• EXERCISE:
Work out how many lines in the data hold the word "this", and reply with that number only.

• RECORDS:

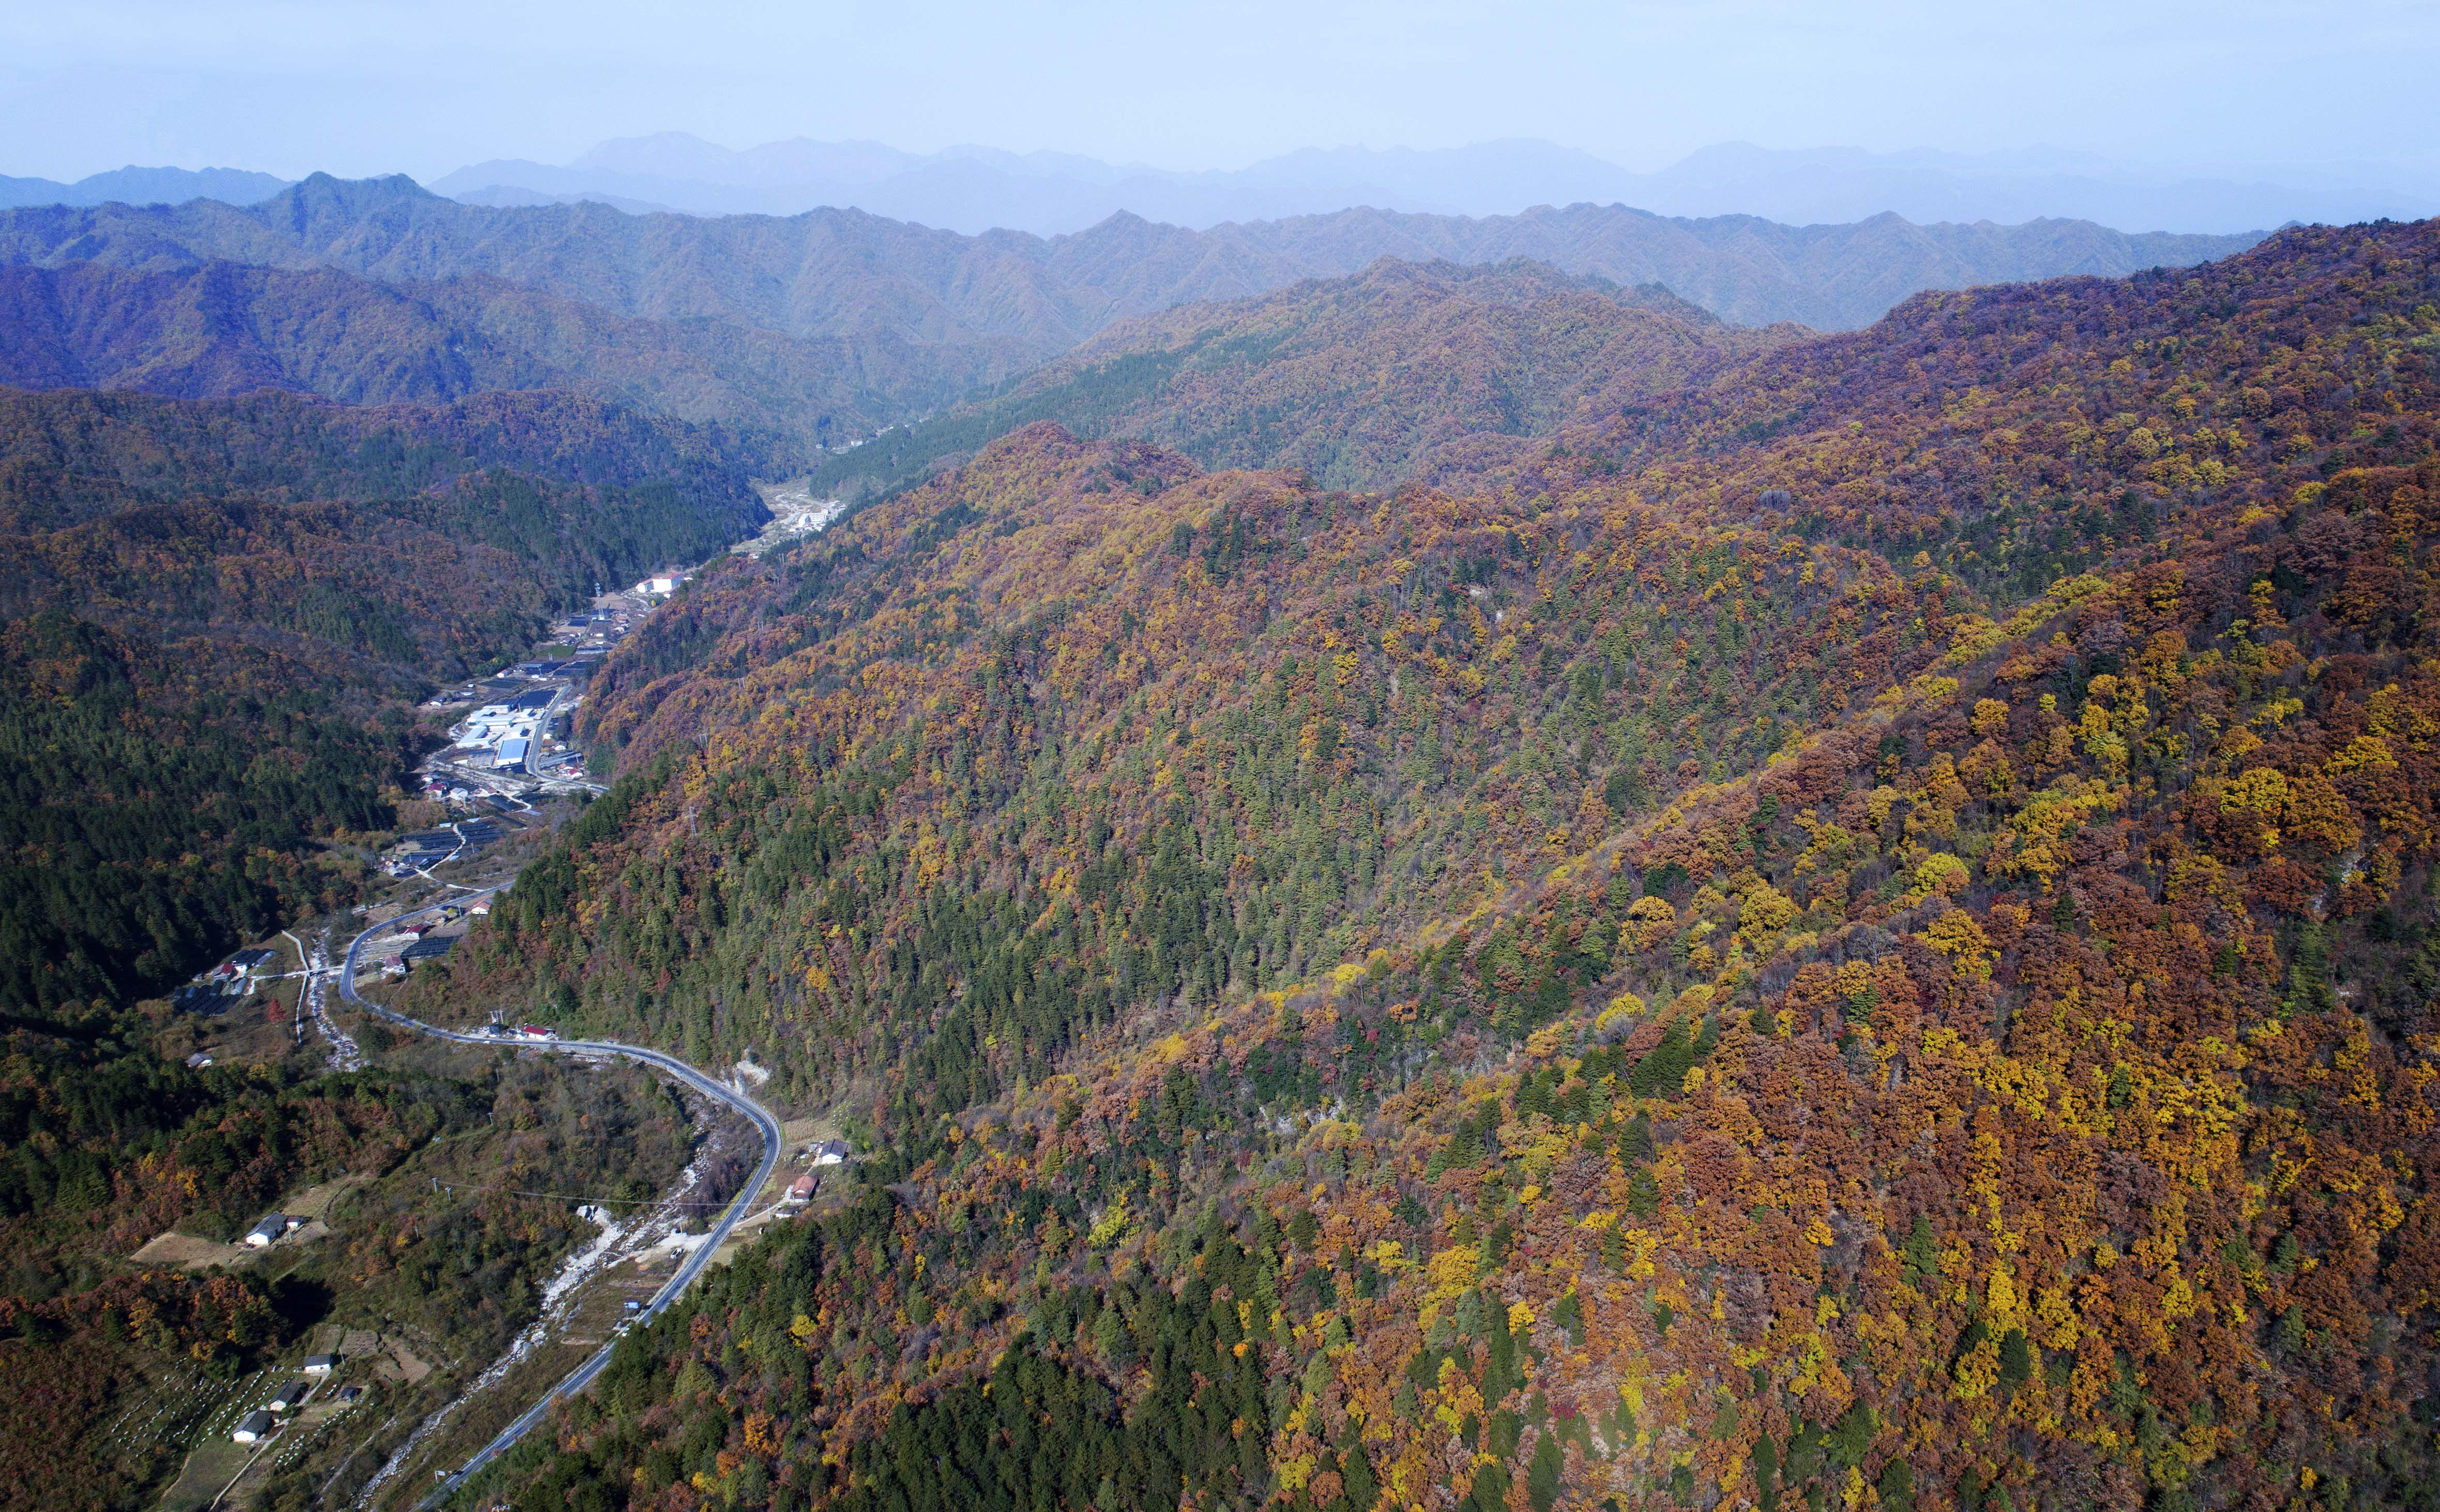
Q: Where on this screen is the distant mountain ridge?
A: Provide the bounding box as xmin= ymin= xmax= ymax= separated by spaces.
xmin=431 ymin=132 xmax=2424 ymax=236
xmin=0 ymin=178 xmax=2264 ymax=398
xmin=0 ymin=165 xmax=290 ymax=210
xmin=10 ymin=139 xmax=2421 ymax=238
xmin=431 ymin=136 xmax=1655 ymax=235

--

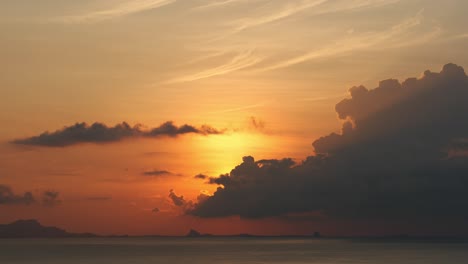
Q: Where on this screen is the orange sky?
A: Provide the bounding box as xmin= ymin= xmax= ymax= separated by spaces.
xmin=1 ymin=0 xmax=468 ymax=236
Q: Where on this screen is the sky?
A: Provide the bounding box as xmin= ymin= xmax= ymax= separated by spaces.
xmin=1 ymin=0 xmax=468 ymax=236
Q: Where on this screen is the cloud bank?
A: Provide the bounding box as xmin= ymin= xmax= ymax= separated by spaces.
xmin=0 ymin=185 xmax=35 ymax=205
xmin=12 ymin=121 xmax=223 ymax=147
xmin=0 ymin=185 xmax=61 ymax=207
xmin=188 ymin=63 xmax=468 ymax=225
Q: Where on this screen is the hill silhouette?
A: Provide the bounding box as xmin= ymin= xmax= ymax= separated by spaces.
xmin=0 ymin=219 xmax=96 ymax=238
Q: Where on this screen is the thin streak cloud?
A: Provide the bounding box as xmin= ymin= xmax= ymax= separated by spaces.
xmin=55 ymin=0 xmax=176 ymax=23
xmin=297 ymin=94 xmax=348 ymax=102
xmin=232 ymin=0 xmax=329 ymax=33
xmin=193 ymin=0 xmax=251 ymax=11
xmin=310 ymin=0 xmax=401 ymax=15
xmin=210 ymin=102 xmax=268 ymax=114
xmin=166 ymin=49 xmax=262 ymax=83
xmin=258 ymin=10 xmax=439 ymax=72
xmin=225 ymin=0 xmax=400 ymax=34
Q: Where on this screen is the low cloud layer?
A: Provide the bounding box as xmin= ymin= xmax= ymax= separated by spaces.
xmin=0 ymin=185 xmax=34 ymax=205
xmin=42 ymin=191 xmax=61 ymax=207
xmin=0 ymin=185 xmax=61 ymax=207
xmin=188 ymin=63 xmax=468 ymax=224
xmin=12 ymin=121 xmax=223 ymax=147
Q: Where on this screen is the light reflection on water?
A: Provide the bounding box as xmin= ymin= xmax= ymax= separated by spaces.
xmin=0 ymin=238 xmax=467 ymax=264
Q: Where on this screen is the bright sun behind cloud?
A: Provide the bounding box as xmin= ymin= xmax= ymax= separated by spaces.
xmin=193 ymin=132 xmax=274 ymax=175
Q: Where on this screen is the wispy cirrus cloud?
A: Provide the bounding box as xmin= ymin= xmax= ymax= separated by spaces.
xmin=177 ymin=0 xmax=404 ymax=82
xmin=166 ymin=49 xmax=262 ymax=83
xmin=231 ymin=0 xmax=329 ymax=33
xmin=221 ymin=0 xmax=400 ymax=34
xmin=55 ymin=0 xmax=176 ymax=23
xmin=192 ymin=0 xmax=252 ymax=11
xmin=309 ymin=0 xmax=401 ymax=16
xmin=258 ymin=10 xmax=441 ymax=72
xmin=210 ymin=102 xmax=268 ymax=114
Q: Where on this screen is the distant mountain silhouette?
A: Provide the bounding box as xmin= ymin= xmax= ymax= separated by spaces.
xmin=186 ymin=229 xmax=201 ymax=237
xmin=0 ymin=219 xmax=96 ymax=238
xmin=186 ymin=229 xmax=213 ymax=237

• RESPONSE TO THE TASK:
11